TEXT EXCERPT:
European humanist works such as Laurentius Grimaldus’s The Counsellor, anonymously translated into English in 1599, endorsed Polybius’s praise of the Roman Republic. Grimaldus argued that the mixed state of monarchy, aristocracy and democracy directly resembled the parts of a man’s mind, making it a natural form of political structure.

Ascending Versus Descending views of Power

Polybius’s works supported an ‘ascending’ view of the balance of power between Crown and Parliament which placed emphasis on the monarch being tied by the laws made in parliament. The rival ‘descending’ view subjugated the authority of representative chambers to the prerogative  of the monarch, reducing them to mere advisory bodies. 

These two interpretations lay at the heart of political debate of sixteenth century England and recur constantly. But even the ascending view was open to many interpretations with the result that the nature of republican arguments during this time were complex and frequently contradictory. 

This dichotomy is clearly visible in Richard Bacon’s 1594 Solon his Foliie, or. Politique Discourse touching the reformation of common-weales conquerred, declined or corrupted. Though dedicated to Elizabeth I it makes extensive reference to both Livy and Machiavelli. 

Heavily influenced by the latter, Bacon develops his commonwealth idea by citing examples from ancient Sparta and Athens, the 1579-83 Ulster Desmond Rebellion together with Machiavelli’s own Renaissance Florence. As the court of Elizabeth I sought to protect its prerogative and prevent discussion of the succession during the 1590s, such political treatises were naturally viewed as dangerous.

RECORDS PROVIDED:

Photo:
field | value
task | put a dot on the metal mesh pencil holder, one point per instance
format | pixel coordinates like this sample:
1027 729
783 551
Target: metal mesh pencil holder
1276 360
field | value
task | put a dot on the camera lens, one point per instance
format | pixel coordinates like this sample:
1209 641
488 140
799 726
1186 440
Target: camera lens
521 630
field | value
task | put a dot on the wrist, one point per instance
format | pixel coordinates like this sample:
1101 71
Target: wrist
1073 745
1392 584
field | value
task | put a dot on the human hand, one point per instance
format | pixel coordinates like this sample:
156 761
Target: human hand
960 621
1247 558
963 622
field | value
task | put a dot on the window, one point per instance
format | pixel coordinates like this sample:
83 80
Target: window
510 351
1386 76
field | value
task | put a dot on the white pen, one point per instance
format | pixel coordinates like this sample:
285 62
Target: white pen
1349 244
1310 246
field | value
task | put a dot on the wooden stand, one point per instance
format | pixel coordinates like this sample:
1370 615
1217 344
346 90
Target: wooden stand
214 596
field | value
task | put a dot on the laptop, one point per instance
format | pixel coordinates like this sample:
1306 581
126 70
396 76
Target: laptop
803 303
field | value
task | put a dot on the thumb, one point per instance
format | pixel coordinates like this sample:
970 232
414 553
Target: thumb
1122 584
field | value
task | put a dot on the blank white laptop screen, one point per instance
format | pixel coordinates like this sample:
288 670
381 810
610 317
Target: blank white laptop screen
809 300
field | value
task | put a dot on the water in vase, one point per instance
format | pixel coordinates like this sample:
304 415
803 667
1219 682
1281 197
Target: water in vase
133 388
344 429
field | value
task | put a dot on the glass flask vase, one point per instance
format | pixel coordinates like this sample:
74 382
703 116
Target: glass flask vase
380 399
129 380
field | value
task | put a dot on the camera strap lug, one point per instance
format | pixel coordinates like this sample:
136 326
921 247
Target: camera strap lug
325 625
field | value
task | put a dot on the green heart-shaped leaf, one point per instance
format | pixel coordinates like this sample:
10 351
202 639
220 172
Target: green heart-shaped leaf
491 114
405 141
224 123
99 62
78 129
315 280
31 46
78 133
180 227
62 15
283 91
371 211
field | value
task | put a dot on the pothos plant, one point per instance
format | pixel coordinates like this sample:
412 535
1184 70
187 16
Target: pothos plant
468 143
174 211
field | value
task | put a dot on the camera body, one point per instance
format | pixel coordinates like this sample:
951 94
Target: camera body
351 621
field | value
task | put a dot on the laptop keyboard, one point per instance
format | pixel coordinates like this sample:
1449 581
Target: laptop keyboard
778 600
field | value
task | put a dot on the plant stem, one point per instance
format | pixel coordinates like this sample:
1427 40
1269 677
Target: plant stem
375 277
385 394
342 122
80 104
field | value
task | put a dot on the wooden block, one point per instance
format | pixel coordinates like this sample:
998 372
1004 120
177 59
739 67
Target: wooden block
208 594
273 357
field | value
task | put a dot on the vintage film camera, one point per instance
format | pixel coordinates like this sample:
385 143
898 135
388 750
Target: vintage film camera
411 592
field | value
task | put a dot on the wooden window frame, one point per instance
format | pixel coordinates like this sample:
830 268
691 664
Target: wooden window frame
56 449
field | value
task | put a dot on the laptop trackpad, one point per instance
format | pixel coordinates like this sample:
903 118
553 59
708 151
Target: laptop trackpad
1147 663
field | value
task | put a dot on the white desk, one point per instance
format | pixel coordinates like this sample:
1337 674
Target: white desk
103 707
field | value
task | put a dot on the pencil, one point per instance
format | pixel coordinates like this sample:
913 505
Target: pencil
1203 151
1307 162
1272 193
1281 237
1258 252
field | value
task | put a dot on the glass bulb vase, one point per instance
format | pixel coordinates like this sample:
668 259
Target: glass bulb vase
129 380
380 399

THE TASKS:
- 1) Translate this sentence from the text about views of power into Spanish: "These two interpretations lay at the heart of political debate of sixteenth century England and recur constantly."
- 2) Return every line of the listing that holds the string "block", matching case exactly.
The text about views of power in sixteenth-century England has no connection to the listing.

RESPONSES TO THE EXERCISE:
- 1) Estas dos interpretaciones estaban en el centro del debate político de la Inglaterra del siglo XVI y reaparecen constantemente.

- 2)
task | put a dot on the wooden block, one point per instance
Target: wooden block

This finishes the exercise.